--- start of ENTRIES SUPPLIED ---

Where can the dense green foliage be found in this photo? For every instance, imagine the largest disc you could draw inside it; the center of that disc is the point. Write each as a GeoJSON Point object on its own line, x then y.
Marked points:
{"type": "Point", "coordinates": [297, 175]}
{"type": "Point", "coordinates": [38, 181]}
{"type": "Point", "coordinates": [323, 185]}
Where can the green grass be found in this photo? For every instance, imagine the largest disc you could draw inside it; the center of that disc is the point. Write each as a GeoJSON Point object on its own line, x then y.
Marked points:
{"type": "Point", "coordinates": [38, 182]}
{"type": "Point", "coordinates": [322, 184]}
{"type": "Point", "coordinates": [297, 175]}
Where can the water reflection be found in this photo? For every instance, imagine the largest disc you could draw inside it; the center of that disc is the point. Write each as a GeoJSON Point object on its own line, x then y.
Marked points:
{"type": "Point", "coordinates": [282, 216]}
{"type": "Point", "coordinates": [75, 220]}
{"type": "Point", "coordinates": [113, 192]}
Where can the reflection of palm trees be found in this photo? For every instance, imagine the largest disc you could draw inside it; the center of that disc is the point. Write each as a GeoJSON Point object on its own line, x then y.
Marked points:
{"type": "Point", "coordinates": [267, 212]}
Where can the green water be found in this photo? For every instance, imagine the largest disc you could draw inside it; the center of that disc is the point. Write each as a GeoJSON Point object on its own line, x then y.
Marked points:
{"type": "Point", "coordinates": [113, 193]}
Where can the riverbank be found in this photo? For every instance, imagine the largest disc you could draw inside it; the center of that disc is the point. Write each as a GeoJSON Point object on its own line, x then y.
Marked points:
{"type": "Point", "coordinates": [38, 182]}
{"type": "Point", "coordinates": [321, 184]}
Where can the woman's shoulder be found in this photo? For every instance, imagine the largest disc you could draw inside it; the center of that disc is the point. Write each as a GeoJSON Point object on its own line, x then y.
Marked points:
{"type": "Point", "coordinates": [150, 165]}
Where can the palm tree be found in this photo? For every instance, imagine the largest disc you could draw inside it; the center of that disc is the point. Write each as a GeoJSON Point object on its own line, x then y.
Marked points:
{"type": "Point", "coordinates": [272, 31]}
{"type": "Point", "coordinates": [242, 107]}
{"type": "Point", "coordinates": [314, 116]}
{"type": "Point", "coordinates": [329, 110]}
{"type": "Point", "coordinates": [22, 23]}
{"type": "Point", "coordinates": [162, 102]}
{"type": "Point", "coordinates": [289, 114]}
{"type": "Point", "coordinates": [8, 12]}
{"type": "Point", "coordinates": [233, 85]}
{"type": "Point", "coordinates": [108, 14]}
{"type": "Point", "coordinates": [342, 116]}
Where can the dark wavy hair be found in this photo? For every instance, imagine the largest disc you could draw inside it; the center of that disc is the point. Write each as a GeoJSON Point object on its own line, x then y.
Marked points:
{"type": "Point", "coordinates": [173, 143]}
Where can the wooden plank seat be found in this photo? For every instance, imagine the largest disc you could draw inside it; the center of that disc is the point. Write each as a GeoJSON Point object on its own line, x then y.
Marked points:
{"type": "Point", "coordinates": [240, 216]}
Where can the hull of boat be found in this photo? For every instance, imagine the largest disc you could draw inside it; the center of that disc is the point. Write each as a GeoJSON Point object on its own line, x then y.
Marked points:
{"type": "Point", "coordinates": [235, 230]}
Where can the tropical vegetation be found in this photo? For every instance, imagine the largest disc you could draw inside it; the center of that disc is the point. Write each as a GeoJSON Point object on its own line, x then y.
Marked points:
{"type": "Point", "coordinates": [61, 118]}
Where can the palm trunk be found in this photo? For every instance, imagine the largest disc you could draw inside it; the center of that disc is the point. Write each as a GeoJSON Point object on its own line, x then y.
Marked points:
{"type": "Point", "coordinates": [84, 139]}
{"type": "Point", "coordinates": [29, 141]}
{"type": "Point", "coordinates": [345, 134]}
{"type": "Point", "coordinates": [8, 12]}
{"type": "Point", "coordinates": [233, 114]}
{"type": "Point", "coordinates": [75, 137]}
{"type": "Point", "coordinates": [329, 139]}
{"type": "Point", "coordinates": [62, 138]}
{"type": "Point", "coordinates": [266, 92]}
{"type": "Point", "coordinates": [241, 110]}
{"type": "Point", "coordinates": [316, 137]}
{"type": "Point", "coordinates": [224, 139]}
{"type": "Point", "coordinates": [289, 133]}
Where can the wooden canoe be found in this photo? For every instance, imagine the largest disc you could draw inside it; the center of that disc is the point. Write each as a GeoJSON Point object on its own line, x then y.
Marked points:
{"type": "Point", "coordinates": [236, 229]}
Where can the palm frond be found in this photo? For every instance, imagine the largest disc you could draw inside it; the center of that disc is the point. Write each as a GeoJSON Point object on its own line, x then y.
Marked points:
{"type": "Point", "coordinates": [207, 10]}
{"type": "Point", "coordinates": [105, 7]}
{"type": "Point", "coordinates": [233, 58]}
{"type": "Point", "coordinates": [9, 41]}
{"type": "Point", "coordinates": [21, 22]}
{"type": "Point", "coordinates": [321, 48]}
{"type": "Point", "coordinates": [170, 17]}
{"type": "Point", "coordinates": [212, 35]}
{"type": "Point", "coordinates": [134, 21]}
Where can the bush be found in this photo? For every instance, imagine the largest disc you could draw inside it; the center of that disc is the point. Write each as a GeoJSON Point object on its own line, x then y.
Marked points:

--- end of ENTRIES SUPPLIED ---

> [EXERCISE]
Replace "bush" with "shrub" in the items starting at the line containing "Where can the bush" and ending with the last of the items. Give back only those lines, with everything else left the same.

> [RESPONSE FOR THIS EXERCISE]
Where can the shrub be found in this photo? For every instance, imagine the largest disc you could draw inside it; the center of that disc is the point. Write each as a GeoJSON Point object on its own line, x then y.
Marked points:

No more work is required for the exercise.